Segment Open
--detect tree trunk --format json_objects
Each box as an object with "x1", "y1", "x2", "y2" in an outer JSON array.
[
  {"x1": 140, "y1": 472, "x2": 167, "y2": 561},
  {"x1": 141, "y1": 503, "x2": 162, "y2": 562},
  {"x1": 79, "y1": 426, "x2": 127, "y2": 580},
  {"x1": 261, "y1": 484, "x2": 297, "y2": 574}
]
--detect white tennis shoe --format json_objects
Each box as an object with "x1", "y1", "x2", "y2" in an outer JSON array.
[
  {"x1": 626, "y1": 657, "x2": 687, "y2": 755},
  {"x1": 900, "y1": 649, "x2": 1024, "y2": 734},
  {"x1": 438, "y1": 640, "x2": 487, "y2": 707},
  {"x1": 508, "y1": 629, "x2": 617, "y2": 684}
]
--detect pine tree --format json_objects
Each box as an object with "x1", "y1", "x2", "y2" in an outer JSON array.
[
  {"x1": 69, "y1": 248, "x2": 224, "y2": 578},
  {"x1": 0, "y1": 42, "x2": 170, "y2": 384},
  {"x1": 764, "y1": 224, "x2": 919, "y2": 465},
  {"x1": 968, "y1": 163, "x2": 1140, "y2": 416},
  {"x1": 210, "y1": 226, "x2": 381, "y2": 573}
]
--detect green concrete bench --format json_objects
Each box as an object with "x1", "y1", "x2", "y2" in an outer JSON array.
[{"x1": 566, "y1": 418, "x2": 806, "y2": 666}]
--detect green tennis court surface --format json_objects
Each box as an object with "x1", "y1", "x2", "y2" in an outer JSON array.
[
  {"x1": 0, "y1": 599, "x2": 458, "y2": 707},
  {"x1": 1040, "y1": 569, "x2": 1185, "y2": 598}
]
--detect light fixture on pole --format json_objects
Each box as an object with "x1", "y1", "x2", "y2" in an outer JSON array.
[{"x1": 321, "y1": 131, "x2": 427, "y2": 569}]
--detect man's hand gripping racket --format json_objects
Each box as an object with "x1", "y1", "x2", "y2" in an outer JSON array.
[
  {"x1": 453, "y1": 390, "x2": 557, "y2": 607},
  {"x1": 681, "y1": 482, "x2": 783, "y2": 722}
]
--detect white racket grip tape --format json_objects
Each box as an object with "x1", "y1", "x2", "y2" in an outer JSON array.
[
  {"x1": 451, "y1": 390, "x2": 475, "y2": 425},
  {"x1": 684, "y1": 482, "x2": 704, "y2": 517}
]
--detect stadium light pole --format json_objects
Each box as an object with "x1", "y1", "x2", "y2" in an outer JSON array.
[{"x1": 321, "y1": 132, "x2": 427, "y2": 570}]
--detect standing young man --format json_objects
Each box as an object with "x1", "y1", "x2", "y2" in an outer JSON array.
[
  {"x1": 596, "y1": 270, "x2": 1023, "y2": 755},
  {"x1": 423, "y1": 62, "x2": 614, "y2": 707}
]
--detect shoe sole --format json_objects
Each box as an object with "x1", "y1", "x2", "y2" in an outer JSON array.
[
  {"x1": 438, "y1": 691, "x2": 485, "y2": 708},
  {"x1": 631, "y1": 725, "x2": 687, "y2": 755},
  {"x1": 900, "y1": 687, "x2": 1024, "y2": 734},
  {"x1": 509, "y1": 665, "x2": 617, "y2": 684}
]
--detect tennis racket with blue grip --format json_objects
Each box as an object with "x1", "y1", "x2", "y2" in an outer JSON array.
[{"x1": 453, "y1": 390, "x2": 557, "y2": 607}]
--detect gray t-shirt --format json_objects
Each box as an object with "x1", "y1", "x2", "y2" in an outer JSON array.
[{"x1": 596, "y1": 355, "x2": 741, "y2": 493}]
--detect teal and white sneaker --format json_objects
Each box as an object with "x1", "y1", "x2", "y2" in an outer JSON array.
Segment Closed
Problem description:
Transcribe each of the records above exactly.

Response:
--detect tree trunk --format json_objects
Each box as an object with "x1", "y1", "x2", "y2" in an outer JSON array.
[
  {"x1": 140, "y1": 472, "x2": 167, "y2": 561},
  {"x1": 141, "y1": 503, "x2": 162, "y2": 562},
  {"x1": 79, "y1": 426, "x2": 127, "y2": 580},
  {"x1": 261, "y1": 484, "x2": 297, "y2": 574}
]
--detect white tennis shoe --format json_objects
Each box as an object with "x1", "y1", "x2", "y2" in an outer JSON array.
[
  {"x1": 626, "y1": 657, "x2": 687, "y2": 755},
  {"x1": 900, "y1": 649, "x2": 1024, "y2": 734},
  {"x1": 438, "y1": 640, "x2": 487, "y2": 707},
  {"x1": 508, "y1": 629, "x2": 617, "y2": 684}
]
--detect pine tree --format json_objects
Each box as an object with "x1", "y1", "x2", "y2" in an outer JSON array.
[
  {"x1": 69, "y1": 248, "x2": 224, "y2": 578},
  {"x1": 0, "y1": 42, "x2": 170, "y2": 384},
  {"x1": 764, "y1": 224, "x2": 919, "y2": 465},
  {"x1": 968, "y1": 163, "x2": 1140, "y2": 416},
  {"x1": 210, "y1": 226, "x2": 381, "y2": 573}
]
--detect green concrete bench --format json_objects
Each box as an object with "x1", "y1", "x2", "y2" in an outer JSON array.
[{"x1": 566, "y1": 418, "x2": 806, "y2": 666}]
--detect green tennis court surface --format json_objects
Each box as an object with "x1", "y1", "x2", "y2" in an outer JSON array.
[
  {"x1": 0, "y1": 599, "x2": 458, "y2": 707},
  {"x1": 1040, "y1": 569, "x2": 1185, "y2": 598}
]
--detect light fixture on pole --format json_objects
Each box as an object with "x1", "y1", "x2", "y2" in an outer JSON array.
[{"x1": 321, "y1": 131, "x2": 427, "y2": 569}]
--detect man's hand gripping racket --format json_objects
Each box as an object with "x1", "y1", "x2", "y2" in an outer JSON array.
[
  {"x1": 453, "y1": 390, "x2": 557, "y2": 607},
  {"x1": 681, "y1": 482, "x2": 783, "y2": 722}
]
--detect white racket grip tape --format json_objects
Each box as an object with "x1", "y1", "x2", "y2" in an outer JSON array.
[
  {"x1": 451, "y1": 390, "x2": 475, "y2": 425},
  {"x1": 684, "y1": 482, "x2": 704, "y2": 517}
]
--detect stadium light pole --format json_objects
Each box as an object with "x1", "y1", "x2", "y2" in an outer JSON array.
[{"x1": 321, "y1": 132, "x2": 427, "y2": 570}]
--detect standing young man --format json_objects
Each box as an object with "x1", "y1", "x2", "y2" in an outer JSON array.
[
  {"x1": 596, "y1": 270, "x2": 1023, "y2": 755},
  {"x1": 423, "y1": 62, "x2": 614, "y2": 707}
]
--detect shoe sole --format json_objects
Each box as an object with "x1", "y1", "x2", "y2" in an outer JSON array.
[
  {"x1": 438, "y1": 691, "x2": 485, "y2": 708},
  {"x1": 631, "y1": 725, "x2": 687, "y2": 755},
  {"x1": 900, "y1": 687, "x2": 1024, "y2": 734},
  {"x1": 509, "y1": 665, "x2": 617, "y2": 684}
]
--detect tennis racket with blue grip --format json_objects
Each box as an object with "x1", "y1", "x2", "y2" in an outer JSON array.
[{"x1": 453, "y1": 390, "x2": 557, "y2": 607}]
--detect gray t-shirt --format json_objects
Each box as an object with "x1", "y1", "x2", "y2" in an outer JSON array.
[{"x1": 596, "y1": 355, "x2": 741, "y2": 493}]
--detect teal and white sneaker --format json_objects
Each box as an object with "x1", "y1", "x2", "y2" in an outer JSON array.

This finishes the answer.